### Task directions
Write out, word for word, every line in the data below from the one containing "Give the segmentation of every instance of the overcast" to the one containing "Give the segmentation of every instance of the row", both of them included.

------

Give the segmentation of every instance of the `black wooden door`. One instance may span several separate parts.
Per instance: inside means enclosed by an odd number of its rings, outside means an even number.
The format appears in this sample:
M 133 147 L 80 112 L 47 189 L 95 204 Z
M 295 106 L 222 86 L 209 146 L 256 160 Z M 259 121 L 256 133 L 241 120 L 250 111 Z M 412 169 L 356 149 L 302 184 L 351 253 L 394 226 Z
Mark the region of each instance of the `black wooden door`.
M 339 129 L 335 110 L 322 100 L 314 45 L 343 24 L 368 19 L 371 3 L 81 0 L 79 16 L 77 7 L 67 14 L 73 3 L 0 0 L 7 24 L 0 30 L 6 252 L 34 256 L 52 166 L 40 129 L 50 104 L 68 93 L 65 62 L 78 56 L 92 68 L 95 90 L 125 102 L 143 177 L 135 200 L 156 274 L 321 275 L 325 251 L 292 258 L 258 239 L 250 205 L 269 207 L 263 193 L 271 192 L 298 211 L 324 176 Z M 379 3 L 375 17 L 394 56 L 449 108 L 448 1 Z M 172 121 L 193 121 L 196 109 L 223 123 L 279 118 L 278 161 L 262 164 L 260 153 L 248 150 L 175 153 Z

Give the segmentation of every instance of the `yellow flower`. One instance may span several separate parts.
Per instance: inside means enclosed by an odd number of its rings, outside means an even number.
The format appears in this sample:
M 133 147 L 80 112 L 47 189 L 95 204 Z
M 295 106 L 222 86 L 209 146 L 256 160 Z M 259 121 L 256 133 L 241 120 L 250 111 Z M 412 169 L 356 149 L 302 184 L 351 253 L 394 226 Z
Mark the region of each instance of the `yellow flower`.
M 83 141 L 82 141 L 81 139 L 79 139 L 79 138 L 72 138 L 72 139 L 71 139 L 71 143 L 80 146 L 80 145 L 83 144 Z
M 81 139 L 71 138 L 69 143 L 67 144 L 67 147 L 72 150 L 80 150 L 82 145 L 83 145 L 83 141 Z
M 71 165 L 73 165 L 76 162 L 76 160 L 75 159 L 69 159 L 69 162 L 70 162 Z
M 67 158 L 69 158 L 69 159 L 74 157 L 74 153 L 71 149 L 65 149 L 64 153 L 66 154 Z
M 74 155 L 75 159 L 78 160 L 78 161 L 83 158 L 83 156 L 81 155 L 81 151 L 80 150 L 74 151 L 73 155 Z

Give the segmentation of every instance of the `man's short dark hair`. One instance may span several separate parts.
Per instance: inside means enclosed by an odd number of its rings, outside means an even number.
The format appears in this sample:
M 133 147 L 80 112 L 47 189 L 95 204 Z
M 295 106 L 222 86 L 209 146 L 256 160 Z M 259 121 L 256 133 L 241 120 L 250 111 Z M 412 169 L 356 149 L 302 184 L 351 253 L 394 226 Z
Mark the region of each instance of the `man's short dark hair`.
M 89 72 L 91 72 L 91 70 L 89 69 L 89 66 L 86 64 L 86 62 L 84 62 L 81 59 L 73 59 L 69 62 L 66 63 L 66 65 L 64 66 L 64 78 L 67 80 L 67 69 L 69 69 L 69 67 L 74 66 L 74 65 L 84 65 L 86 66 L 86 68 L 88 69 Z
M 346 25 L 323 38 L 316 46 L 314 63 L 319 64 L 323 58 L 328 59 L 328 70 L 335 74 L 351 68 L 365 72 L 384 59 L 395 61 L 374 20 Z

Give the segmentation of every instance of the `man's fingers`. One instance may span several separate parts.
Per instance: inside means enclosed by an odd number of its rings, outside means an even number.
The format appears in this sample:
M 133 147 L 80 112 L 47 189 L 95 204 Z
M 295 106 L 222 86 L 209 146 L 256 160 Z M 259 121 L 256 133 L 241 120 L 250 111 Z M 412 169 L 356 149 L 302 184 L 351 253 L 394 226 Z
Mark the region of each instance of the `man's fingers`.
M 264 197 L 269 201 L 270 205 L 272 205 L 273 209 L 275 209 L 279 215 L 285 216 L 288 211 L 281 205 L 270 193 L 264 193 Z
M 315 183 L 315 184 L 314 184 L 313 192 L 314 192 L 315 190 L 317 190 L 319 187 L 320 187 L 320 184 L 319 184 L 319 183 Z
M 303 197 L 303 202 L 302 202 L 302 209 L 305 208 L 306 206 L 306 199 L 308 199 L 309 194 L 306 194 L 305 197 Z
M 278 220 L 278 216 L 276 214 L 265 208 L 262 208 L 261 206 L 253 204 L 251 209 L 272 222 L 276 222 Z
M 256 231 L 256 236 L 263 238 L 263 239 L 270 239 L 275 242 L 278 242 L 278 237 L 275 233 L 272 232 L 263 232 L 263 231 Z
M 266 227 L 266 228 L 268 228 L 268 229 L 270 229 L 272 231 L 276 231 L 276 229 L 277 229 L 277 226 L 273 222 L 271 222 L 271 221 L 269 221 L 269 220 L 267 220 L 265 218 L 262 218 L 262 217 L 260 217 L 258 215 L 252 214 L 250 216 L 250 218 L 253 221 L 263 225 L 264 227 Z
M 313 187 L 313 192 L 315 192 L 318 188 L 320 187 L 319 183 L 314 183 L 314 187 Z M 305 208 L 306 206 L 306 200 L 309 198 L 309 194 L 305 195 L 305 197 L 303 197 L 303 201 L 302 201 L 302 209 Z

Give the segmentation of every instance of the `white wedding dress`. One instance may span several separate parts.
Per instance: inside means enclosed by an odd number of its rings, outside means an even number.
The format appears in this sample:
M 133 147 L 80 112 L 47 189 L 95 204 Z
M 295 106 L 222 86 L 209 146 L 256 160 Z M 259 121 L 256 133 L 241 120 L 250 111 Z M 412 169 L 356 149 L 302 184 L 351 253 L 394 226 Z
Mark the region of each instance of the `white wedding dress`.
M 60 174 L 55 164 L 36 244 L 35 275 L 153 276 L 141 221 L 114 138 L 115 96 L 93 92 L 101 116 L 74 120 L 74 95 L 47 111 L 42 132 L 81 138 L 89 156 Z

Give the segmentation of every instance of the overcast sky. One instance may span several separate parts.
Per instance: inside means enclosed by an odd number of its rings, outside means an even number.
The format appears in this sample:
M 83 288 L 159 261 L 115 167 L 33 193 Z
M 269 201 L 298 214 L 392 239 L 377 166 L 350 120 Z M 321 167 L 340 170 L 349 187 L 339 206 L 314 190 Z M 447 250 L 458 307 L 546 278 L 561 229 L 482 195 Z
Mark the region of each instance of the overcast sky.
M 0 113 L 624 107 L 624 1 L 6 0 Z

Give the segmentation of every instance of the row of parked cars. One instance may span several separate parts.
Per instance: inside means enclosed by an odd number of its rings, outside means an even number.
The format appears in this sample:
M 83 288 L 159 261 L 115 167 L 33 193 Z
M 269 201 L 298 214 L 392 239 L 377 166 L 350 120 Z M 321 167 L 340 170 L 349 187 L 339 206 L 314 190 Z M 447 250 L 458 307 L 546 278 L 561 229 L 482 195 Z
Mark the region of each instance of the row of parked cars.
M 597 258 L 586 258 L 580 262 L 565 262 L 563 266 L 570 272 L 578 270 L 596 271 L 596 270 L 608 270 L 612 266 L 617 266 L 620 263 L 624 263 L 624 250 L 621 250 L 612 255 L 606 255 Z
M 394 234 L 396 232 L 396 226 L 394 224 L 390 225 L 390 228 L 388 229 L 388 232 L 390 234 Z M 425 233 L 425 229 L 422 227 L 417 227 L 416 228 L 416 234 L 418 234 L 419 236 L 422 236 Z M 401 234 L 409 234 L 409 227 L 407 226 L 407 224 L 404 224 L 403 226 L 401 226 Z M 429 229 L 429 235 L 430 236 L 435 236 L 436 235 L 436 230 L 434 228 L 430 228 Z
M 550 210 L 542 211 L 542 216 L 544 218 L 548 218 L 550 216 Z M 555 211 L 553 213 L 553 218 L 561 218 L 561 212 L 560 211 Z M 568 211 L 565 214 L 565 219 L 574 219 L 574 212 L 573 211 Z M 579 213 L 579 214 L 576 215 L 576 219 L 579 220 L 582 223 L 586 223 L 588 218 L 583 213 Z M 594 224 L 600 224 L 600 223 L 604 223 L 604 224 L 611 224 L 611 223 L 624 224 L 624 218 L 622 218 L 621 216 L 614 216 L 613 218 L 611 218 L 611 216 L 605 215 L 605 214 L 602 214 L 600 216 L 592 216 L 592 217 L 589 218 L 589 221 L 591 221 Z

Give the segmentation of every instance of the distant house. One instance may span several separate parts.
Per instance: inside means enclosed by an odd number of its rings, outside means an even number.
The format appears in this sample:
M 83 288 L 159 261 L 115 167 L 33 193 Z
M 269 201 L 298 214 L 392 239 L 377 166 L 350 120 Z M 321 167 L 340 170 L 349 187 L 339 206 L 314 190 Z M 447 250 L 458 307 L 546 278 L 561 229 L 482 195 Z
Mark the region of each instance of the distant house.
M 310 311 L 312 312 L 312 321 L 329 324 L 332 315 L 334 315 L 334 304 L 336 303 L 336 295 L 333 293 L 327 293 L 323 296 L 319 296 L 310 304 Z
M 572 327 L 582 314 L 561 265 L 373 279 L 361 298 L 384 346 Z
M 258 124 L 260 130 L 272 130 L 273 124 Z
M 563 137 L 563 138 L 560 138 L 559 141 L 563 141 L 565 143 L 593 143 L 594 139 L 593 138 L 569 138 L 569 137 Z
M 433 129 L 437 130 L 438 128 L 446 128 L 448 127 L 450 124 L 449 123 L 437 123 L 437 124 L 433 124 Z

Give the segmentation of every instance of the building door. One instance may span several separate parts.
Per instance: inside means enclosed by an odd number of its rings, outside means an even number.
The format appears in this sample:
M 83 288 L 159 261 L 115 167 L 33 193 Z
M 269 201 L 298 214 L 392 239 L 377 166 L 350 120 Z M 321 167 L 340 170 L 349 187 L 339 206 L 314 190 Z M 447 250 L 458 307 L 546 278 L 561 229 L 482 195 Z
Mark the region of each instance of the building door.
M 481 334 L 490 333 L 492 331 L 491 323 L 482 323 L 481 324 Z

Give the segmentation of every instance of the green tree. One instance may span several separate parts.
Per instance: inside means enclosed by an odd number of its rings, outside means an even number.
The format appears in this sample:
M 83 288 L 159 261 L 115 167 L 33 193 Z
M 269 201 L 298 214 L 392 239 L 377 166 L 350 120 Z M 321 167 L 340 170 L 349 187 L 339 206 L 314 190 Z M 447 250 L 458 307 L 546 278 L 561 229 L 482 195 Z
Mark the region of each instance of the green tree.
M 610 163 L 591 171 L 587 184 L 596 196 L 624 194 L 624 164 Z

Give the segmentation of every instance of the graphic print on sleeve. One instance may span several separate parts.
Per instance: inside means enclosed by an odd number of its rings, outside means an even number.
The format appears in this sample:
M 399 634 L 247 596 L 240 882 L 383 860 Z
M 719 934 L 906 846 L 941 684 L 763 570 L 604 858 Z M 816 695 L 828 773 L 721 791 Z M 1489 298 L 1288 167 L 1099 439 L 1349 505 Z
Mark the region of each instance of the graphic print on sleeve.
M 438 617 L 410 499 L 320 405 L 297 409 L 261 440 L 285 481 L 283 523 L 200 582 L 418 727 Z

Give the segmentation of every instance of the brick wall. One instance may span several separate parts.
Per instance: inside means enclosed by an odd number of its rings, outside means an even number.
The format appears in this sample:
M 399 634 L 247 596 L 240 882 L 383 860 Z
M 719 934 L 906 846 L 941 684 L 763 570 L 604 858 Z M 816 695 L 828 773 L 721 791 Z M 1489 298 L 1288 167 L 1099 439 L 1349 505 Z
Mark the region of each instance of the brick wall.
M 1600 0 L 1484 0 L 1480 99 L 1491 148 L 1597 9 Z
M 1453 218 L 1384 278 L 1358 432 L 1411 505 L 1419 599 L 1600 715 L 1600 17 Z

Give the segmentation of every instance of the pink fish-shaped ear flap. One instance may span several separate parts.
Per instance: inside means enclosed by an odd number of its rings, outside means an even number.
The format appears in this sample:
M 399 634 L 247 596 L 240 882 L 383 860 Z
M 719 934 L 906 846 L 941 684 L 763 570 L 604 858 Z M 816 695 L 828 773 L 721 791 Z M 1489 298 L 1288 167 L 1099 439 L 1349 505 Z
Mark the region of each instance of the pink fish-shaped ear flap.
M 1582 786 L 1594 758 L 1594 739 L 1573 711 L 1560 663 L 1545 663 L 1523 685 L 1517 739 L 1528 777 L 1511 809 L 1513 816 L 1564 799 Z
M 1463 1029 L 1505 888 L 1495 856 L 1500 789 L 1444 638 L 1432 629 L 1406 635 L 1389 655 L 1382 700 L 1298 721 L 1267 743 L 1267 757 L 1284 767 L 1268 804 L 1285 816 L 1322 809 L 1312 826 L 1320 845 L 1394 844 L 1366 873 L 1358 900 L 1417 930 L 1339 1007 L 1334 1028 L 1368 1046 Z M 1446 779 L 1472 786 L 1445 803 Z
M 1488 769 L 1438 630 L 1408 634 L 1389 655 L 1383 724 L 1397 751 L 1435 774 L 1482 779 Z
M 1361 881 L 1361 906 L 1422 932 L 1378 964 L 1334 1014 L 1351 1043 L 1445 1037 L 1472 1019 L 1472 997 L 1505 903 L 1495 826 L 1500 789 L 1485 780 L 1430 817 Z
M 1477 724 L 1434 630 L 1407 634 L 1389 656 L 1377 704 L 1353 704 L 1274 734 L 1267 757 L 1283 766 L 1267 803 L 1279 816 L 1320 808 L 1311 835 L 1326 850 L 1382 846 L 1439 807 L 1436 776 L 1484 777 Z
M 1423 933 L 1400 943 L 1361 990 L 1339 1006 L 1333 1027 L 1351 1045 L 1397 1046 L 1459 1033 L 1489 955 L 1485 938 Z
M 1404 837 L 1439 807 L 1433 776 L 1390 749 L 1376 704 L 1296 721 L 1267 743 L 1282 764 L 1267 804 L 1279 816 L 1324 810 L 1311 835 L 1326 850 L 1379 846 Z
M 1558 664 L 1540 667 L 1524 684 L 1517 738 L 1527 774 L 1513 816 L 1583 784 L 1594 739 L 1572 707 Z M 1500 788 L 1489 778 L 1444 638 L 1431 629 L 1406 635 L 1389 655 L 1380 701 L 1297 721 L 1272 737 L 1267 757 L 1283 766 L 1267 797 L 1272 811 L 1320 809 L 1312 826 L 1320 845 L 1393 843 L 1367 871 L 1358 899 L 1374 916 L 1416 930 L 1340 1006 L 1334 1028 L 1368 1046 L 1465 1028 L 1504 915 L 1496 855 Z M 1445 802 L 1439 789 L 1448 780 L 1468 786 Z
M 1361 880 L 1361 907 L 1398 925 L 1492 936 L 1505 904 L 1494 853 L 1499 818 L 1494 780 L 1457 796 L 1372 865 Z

------

### Problem solution
Give the segmentation of every instance of the overcast sky. One instance may span several separate parts.
Per instance: inside means enclosed by an odd number of its rings, outside means an even number.
The format appears in this sample:
M 83 288 L 159 261 L 115 167 L 33 193 Z
M 269 201 L 298 214 L 392 239 L 377 166 L 350 120 Z M 321 167 L 340 170 L 349 187 L 339 206 L 314 190 Z M 447 250 L 458 307 L 546 278 L 561 229 L 482 195 Z
Mark the region of each instance of the overcast sky.
M 0 113 L 624 107 L 624 1 L 6 0 Z

Give the segmentation of every instance of the row of parked cars. One instance may span several separate parts.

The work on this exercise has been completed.